=== Begin Enclosure ===

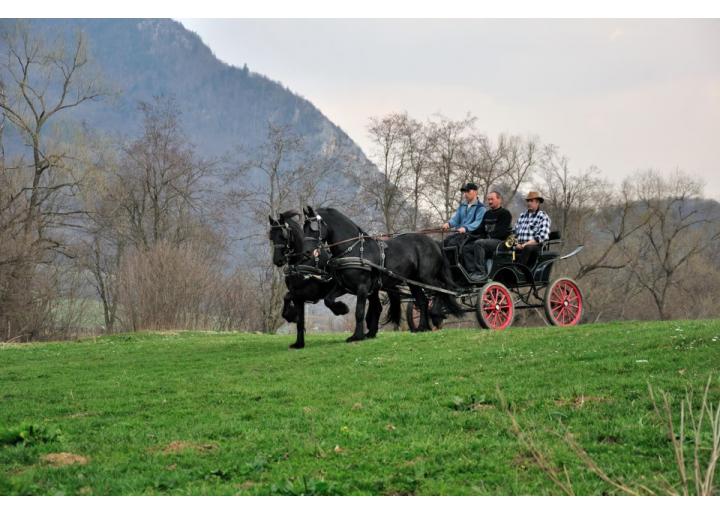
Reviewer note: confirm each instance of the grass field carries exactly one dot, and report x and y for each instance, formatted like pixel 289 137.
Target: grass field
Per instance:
pixel 205 413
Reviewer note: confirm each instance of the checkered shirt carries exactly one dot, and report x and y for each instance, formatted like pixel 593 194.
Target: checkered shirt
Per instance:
pixel 533 225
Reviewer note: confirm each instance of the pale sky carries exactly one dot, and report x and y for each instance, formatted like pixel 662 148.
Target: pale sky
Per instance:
pixel 619 94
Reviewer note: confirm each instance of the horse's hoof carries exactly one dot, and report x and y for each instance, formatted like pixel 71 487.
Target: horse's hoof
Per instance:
pixel 340 309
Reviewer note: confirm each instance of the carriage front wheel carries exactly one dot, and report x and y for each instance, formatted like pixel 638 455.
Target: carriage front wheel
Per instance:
pixel 563 303
pixel 495 308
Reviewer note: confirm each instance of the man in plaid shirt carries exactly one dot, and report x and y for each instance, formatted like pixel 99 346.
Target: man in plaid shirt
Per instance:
pixel 532 229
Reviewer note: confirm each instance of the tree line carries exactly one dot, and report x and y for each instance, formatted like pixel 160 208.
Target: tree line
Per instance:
pixel 115 232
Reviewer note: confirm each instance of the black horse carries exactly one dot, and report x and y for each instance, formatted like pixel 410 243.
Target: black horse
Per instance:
pixel 411 256
pixel 305 281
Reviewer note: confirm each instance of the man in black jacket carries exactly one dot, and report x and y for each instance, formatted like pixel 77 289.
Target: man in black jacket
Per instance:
pixel 493 230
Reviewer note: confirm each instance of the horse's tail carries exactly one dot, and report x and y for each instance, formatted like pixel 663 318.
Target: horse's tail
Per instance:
pixel 445 300
pixel 394 311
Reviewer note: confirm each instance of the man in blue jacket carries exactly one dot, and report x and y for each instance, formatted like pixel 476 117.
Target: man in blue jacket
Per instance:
pixel 467 218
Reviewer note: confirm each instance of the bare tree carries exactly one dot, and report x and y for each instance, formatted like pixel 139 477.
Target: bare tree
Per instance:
pixel 389 137
pixel 448 137
pixel 418 143
pixel 677 230
pixel 40 79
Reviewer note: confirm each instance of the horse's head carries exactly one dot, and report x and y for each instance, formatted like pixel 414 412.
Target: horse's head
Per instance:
pixel 286 237
pixel 312 225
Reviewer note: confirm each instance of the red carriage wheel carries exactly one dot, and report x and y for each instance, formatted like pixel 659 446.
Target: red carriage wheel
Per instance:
pixel 495 308
pixel 563 303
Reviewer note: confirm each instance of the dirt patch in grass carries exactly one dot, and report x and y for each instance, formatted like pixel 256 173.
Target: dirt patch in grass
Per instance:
pixel 181 446
pixel 63 459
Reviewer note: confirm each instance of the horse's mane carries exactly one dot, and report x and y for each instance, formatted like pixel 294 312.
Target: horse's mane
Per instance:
pixel 294 226
pixel 345 218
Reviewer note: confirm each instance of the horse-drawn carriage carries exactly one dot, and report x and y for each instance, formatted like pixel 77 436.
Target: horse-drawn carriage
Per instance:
pixel 512 285
pixel 330 256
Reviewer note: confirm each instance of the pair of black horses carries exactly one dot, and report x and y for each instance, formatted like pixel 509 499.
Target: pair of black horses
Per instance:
pixel 314 255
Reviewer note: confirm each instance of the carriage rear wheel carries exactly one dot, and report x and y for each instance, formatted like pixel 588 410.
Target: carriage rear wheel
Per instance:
pixel 412 314
pixel 495 308
pixel 563 303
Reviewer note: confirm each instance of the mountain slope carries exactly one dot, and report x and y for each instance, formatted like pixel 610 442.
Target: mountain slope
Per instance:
pixel 223 106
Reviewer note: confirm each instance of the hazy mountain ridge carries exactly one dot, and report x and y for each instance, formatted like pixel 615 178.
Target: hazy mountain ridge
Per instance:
pixel 223 106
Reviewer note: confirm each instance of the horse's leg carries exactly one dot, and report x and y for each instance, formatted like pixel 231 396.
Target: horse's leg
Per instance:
pixel 373 316
pixel 421 302
pixel 362 295
pixel 337 308
pixel 300 339
pixel 289 313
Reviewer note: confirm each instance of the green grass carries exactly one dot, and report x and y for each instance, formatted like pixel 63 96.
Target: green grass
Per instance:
pixel 402 414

=== End Enclosure ===

# [WORK ORDER]
Look through the data above for the word "ridge". Report each line where it occurs.

# [SOLUTION]
Reviewer note: confirm each instance of the hazy mountain ridge carries exactly one dot, and report x and y for each instance, formatted like pixel 615 178.
Target: hazy mountain ridge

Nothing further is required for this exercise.